Image point grounding data:
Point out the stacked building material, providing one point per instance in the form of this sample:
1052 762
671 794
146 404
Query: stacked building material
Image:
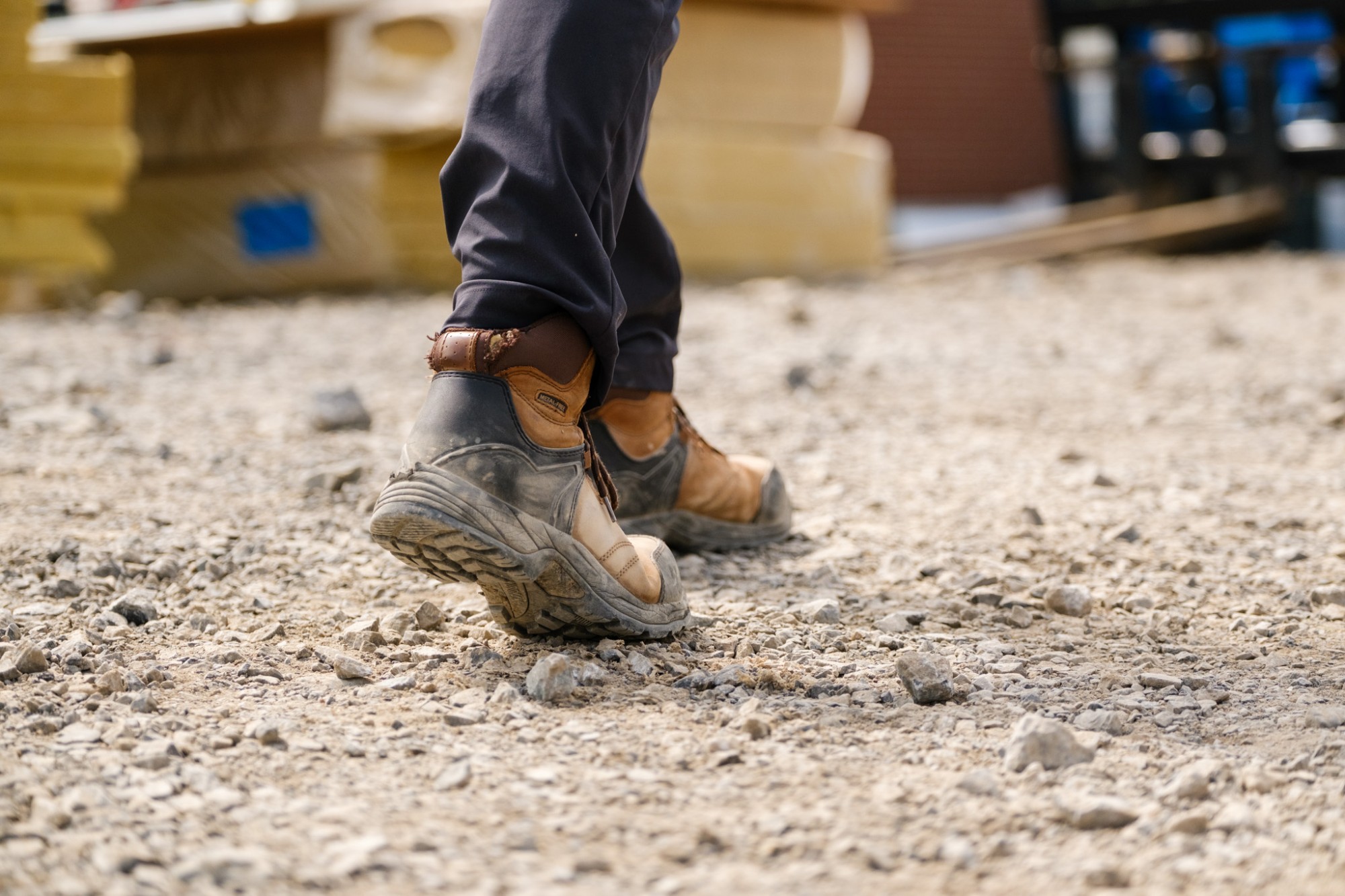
305 154
754 165
245 192
753 162
65 153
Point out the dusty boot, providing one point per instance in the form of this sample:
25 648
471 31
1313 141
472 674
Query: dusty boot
501 486
676 486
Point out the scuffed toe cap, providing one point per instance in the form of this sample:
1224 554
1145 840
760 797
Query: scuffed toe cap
670 579
777 510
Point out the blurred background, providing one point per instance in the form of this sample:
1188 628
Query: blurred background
271 147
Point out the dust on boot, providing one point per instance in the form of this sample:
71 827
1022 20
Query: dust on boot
501 485
677 486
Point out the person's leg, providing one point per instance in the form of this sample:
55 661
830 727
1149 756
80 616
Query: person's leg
501 483
536 190
673 483
650 278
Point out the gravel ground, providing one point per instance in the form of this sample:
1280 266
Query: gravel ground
974 454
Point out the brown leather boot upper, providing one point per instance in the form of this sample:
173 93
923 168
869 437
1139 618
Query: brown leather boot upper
714 485
548 368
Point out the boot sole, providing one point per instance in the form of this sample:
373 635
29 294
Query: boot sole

## ASSIGNMENT
Your output should be an exact copy of the lines from the one containing "Point out the person's" through the last line of the data above.

## RESPONSE AREA
Point out the person's leg, providing one point per instance in the form of this sample:
55 661
830 727
1149 756
80 616
Query: person's leg
501 483
536 190
673 483
650 278
Point out the gravel ground, providing one point per instance in the form of this sample:
1280 266
Query: gravel ground
974 454
Point out the brown leather boot upper, providing one point per instance in the form of this sample:
173 93
923 168
869 437
1139 618
Query: brown leather boot upper
714 485
548 368
Point out the boot sole, providing one point per instance in the form of this sample:
373 635
29 294
Query: boot sole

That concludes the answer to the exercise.